SHORT TASK 1:
In the forum thread about misaligned AGI, what does the final comment say a correctly specified AGI is not necessarily robust to?
SHORT TASK 2:
Quote the forum thread on misaligned AGI word for word, starting at the words "I wish I were" and ending after "might look like.".
SHORT TASK 3:
Carry on the forum thread about misaligned AGI from the point where it stops.
BEGIN PAGE EXCERPT
I think this is the wrong way of looking at it. Because in this analogy, the PA is "genuinely trying their hardest to optimize for your values", it's just poor at understanding these values. That problem is basically ignorance, and so by making the PA smarter or more aware, we can solve the problem.
But an AGI that fully understood your values, would still not optimise for them if it had a bad goal. The AGI is not well-intentioned-but-weird-in-implementation; its intentions themselves are alien/weird to us.
I wish I were clearer in my title that I'm not trying to reframe all misaligned AGI's, just a particular class of them. I agree that an AGI that fully understood your values would not optimize for them (and would not be "well-intentioned") if it had a bad goal.
That problem is basically ignorance, and so by making the PA smarter or more aware, we can solve the problem.
I think if we've correctly specified the values in an AGI, then I agree that when the AGI is smart enough it'll correctly optimize for our values. But it's not necessarily robust to scaling down, and I think it's likely to hit a weird place where it's trying and failing to optimize for our values. This post is about my intuitions for what that might look like.
END PAGE EXCERPT
BEGIN SUPPLIED DATA
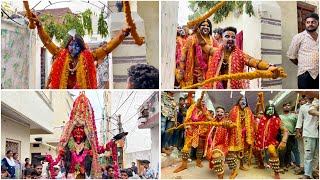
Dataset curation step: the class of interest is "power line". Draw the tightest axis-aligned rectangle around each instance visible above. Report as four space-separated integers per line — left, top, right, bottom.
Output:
123 91 137 119
112 91 123 112
112 91 133 116
123 111 139 124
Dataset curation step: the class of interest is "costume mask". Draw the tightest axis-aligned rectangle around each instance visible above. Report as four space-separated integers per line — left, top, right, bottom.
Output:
68 40 81 57
266 106 274 116
305 18 319 32
72 125 85 144
239 97 247 109
222 31 237 51
200 21 210 36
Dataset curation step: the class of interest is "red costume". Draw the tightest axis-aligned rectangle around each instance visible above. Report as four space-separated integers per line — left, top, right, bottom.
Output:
255 116 281 150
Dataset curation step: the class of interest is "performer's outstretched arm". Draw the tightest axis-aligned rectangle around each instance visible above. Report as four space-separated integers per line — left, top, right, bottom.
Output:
31 13 60 56
92 27 132 61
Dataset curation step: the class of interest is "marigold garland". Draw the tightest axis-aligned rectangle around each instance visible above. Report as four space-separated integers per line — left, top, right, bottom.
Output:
187 1 226 28
182 68 287 89
123 1 143 46
51 49 97 89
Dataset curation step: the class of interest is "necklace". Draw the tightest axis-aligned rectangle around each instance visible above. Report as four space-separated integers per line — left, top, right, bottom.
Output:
68 58 79 74
74 142 84 154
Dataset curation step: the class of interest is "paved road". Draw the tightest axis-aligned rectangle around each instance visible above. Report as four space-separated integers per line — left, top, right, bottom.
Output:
161 160 299 179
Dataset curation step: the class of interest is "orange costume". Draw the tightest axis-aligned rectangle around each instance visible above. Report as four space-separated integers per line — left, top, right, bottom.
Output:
226 102 255 179
174 92 212 173
176 20 218 86
205 118 229 174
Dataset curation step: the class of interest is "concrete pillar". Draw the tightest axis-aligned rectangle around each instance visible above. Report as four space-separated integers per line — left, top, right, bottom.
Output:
161 1 179 89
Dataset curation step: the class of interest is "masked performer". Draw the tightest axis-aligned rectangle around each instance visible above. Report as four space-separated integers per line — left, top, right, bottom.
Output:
174 92 212 173
195 27 280 89
176 19 218 86
27 14 135 89
255 103 288 179
226 95 255 179
205 107 229 179
39 94 128 179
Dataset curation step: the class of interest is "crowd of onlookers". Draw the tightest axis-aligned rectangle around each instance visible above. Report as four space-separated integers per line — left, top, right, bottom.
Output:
1 153 159 179
1 150 46 179
161 92 319 179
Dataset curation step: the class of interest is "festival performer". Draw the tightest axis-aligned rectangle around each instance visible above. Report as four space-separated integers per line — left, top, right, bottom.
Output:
175 27 186 87
176 19 218 86
254 102 288 179
195 27 280 89
226 94 255 179
38 93 128 179
23 5 136 89
205 107 229 179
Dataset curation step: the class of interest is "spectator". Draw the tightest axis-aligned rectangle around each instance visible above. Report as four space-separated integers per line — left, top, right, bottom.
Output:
96 41 109 89
287 13 319 89
34 163 46 179
1 165 10 179
54 167 62 179
279 103 300 172
296 97 319 179
1 150 16 178
103 164 114 179
127 64 159 89
22 158 31 175
131 162 138 174
23 168 34 179
13 153 22 179
120 169 133 179
140 160 155 179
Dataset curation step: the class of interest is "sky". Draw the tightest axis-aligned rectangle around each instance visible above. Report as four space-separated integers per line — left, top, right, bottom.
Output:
178 1 193 26
7 0 107 13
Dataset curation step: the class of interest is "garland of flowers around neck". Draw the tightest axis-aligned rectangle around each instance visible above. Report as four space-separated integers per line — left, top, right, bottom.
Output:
68 137 90 174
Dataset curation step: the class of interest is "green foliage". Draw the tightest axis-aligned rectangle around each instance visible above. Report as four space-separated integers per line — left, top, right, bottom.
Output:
39 9 108 46
188 1 254 23
98 11 109 38
81 9 93 35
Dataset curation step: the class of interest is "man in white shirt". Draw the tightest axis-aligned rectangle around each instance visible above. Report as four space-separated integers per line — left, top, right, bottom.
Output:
287 13 319 89
296 97 319 179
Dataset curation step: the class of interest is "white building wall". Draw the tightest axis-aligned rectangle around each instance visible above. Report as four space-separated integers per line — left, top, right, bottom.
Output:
150 125 160 170
1 115 31 165
1 91 54 131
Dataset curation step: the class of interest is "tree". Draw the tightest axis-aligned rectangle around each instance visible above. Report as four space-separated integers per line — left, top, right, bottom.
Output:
188 1 254 23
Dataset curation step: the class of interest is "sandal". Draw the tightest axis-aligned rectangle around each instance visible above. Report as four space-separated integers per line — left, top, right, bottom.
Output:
299 175 311 179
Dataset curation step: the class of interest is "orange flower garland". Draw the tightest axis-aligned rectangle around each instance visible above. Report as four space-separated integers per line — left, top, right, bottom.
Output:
187 1 226 28
182 68 287 89
123 1 143 46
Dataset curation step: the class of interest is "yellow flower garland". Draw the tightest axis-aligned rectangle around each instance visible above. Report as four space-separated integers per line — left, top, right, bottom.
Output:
59 55 71 89
123 1 143 46
187 1 226 28
77 54 87 89
182 68 287 89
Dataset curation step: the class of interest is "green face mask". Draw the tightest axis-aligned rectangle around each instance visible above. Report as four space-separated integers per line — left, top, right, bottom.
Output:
267 107 274 116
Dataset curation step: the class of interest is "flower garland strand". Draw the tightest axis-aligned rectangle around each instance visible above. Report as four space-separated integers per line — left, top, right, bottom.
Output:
123 1 143 46
182 68 287 89
187 1 226 28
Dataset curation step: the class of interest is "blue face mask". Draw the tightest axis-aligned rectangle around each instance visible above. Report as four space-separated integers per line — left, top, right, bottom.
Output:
69 41 81 57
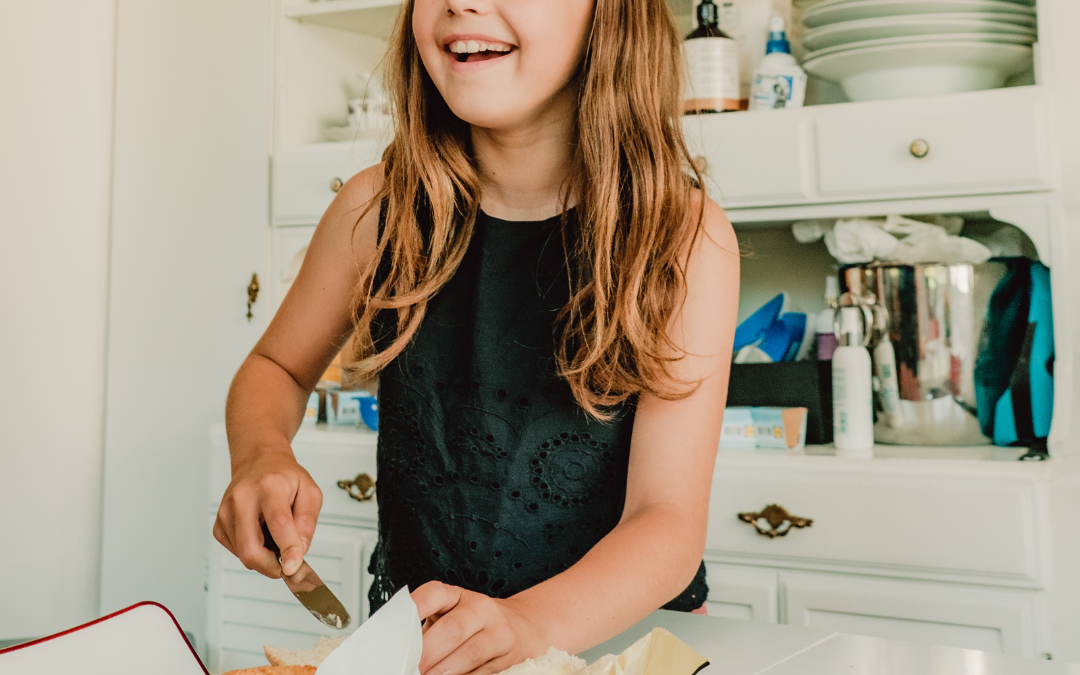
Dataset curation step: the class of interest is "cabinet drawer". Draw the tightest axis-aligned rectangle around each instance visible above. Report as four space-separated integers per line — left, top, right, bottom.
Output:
271 140 386 225
683 110 809 207
207 523 377 670
211 424 378 526
707 462 1039 582
815 87 1048 199
705 563 780 623
780 572 1041 657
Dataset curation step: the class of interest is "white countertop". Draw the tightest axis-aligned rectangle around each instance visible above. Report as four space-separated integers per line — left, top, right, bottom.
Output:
579 610 1080 675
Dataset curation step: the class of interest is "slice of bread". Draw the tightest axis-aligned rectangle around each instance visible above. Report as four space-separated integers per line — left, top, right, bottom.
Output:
221 665 316 675
262 636 346 667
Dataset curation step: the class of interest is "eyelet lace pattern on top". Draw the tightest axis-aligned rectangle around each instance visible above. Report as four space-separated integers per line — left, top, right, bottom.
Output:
368 204 707 612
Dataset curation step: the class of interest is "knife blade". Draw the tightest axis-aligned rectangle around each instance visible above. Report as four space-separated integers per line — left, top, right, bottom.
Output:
262 523 352 630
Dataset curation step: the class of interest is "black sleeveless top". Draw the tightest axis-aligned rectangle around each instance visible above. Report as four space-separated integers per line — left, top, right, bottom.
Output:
368 210 707 612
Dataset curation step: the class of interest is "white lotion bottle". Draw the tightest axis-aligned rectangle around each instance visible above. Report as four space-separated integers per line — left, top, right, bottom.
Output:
833 298 874 459
814 276 840 361
750 16 807 110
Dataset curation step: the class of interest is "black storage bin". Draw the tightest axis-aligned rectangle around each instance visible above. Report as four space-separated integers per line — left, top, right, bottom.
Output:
728 361 833 444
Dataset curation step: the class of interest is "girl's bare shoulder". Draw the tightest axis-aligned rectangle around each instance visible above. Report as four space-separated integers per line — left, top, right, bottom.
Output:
690 188 739 262
312 162 384 268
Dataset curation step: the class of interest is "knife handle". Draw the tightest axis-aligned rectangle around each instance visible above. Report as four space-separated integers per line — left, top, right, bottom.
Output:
261 522 281 563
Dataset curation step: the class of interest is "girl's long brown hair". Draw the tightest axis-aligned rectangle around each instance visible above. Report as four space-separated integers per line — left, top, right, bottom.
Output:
348 0 705 419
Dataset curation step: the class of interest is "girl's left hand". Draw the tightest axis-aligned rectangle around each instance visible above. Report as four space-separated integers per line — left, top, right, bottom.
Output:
413 581 551 675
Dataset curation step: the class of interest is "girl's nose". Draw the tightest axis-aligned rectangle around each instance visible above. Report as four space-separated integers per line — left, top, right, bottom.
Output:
445 0 491 15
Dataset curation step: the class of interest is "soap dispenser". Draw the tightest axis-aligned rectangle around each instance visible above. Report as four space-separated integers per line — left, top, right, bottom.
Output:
683 0 740 113
832 293 874 458
750 16 807 110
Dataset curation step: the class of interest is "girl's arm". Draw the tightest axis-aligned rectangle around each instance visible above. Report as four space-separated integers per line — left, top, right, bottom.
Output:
413 194 739 675
214 164 382 578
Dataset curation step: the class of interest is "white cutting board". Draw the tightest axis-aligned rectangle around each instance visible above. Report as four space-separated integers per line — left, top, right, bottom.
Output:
0 603 207 675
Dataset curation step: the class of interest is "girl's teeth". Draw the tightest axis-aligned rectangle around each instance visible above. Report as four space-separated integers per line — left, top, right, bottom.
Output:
449 40 511 54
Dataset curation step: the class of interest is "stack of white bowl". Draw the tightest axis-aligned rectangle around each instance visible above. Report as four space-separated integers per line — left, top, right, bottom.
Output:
802 0 1036 100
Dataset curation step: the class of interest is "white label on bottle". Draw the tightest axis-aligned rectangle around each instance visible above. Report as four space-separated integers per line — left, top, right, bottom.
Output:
751 72 806 110
683 38 739 100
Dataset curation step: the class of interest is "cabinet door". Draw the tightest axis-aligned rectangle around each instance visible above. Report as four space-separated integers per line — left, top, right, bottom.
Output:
270 225 315 316
207 523 377 671
271 140 386 225
683 110 810 207
705 563 780 623
780 572 1043 657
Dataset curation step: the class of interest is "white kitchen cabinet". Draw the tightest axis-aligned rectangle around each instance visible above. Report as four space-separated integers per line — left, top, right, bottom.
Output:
212 0 1080 662
809 86 1050 201
706 456 1041 584
207 515 377 671
705 563 780 623
269 225 315 316
206 426 378 671
780 571 1043 657
683 112 812 206
270 140 386 225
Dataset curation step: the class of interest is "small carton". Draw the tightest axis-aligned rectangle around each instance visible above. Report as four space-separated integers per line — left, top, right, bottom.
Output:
719 406 757 453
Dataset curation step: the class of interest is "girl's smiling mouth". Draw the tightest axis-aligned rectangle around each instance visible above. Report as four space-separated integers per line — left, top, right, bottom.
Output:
443 36 517 70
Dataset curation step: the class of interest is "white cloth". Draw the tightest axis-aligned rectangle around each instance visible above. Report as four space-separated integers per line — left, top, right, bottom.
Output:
792 215 990 265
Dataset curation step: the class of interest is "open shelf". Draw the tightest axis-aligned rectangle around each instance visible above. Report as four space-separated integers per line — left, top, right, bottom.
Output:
285 0 402 40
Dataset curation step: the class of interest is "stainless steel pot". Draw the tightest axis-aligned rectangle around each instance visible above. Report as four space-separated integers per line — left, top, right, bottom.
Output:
841 262 1005 445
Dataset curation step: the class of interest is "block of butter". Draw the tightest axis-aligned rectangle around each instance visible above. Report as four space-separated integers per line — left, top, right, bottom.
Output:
576 627 708 675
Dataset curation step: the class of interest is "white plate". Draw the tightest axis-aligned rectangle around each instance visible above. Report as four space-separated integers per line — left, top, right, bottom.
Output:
323 126 390 143
802 13 1037 51
802 0 1035 28
802 32 1035 62
802 42 1031 100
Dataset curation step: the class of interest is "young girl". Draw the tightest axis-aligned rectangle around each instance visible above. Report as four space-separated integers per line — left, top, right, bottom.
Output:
214 0 739 675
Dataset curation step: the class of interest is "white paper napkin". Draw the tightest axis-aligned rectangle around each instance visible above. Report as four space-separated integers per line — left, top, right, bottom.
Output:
315 586 423 675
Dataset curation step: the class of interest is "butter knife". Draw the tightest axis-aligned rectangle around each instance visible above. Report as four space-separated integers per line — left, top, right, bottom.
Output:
262 523 352 630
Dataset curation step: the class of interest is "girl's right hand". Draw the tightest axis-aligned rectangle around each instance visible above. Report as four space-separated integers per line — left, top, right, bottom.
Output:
214 450 323 579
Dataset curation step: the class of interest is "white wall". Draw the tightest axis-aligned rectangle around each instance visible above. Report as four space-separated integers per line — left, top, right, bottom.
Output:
0 0 116 639
100 0 273 649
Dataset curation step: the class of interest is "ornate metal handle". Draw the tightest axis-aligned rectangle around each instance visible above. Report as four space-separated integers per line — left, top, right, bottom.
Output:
739 504 813 539
338 473 375 501
247 274 259 321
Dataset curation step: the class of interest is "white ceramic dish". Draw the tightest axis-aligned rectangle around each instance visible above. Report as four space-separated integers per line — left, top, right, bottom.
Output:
323 126 390 143
802 0 1035 28
802 32 1035 62
802 13 1037 51
802 42 1031 100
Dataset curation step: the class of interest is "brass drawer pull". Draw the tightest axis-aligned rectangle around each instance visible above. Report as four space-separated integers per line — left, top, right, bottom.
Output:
739 504 813 539
338 473 375 501
907 138 930 160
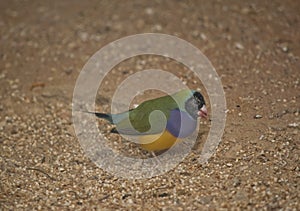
END SUPPLIED DATA
FINAL RESULT 1:
Scaling down.

FINAL RESULT 2:
I wish I were clearer in my title that I'm not trying to reframe all misaligned AGI's, just a particular class of them. I agree that an AGI that fully understood your values would not optimize for them (and would not be "well-intentioned") if it had a bad goal.
That problem is basically ignorance, and so by making the PA smarter or more aware, we can solve the problem.
I think if we've correctly specified the values in an AGI, then I agree that when the AGI is smart enough it'll correctly optimize for our values. But it's not necessarily robust to scaling down, and I think it's likely to hit a weird place where it's trying and failing to optimize for our values. This post is about my intuitions for what that might look like.

FINAL RESULT 3:
I've curated this post for these reasons:
My biggest hesitation(s) with curating this post:
I was really excited that you wrote these posts, and learned a lot from them (plus the ensuing discussion in the comments).
I am somewhat hesitant to share simple intuition pumps about important topics, in case those intuition pumps are misleading.
This sounds wrong to me. Do you expect considering such things freely to be misleading on net? I expect some intuition pumps to be misleading, but for considering all of the intuitions that we can find about a situation to be better than avoiding them.
I feel like there are often big simplifications of complex ideas that just convey the wrong thing, and I was vaguely worried that in a field primarily dominated by things that are hard-to-read, things that are easy to understand will dominate the conversation even if they're pretty misguided. It's not a big worry for me here, but it was the biggest hesitation I had.
Not sure what Ben meant, but my own take is "sharing is fine, but intuition pumps without rigor backing them are not something we should curate regularly as an exemplar of what LW is trying to be"
In Superintelligence, Nick Bostrom talks about various "AI superpowers". One of these is "Social manipulation", which he summarizes as
Social and psychological modeling, manipulation, rhetoric persuasion
Strategic relevance:
- Leverage external resources by recruiting human support
- Enable a “boxed” AI to persuade its gatekeepers to let it out
- Persuade states and organizations to adopt some course of action
- AI can expropriate computational resources over the Internet
And Eliezer Yudkowsky writes:
There’s a popular concept of “intelligence” as book smarts, like calculus or chess, as opposed to say social skills. So people say that “it takes more than intelligence to succeed in human society”. But social skills reside in the brain, not the kidneys. When you think of intelligence, don’t think of a college professor, think of human beings; as opposed to chimpanzees. If you don’t have human intelligence, you’re not even in the game.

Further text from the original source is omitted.